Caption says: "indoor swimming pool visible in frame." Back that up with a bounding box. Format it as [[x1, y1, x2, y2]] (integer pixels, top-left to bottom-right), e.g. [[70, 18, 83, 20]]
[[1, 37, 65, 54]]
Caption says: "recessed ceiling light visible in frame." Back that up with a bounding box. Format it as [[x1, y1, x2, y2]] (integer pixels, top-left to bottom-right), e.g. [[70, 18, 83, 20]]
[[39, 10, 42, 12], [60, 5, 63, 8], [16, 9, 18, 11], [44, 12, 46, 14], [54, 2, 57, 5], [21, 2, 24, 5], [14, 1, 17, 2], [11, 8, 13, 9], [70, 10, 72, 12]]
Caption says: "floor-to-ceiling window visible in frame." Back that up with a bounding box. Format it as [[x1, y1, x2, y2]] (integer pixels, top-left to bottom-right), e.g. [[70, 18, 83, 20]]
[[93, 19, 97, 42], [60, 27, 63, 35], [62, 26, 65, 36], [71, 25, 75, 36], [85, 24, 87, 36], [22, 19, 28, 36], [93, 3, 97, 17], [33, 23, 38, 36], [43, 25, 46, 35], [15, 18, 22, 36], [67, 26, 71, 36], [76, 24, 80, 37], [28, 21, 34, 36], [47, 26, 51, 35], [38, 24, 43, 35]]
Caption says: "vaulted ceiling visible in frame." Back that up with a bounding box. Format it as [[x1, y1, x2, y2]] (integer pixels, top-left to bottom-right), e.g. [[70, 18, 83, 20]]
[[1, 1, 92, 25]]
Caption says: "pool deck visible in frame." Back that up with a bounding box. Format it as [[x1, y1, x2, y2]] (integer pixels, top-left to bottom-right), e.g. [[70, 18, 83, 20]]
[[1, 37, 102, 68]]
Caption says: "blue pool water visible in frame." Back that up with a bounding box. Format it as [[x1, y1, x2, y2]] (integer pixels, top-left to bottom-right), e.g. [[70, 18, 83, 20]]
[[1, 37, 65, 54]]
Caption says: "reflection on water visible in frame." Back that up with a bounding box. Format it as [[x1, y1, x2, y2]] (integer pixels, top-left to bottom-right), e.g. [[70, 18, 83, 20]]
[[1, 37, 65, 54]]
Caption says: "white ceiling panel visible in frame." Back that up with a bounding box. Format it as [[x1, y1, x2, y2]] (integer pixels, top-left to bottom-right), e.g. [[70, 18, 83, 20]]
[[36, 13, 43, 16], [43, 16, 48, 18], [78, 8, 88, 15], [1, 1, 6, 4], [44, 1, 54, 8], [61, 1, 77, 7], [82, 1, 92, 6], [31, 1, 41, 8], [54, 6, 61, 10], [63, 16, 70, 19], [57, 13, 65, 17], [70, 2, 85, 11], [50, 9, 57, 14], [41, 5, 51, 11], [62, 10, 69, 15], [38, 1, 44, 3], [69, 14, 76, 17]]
...
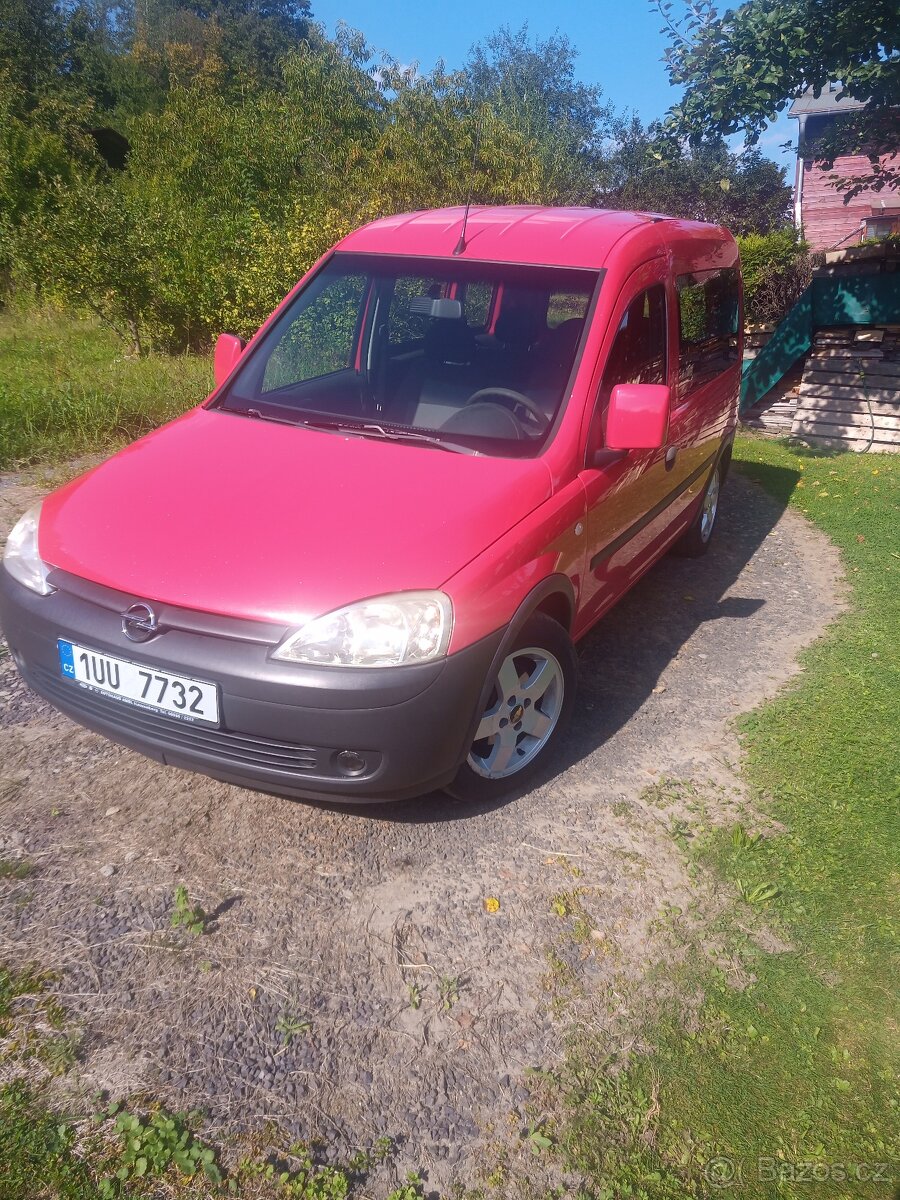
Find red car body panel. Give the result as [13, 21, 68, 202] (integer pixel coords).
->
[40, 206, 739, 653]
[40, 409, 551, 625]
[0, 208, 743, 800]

▶ [WHAT YOU WILL DO] State how many lines of the data above contain the word "ceiling". Reply with the number alone.

▶ [SOLUTION TO THE EXERCISE] 4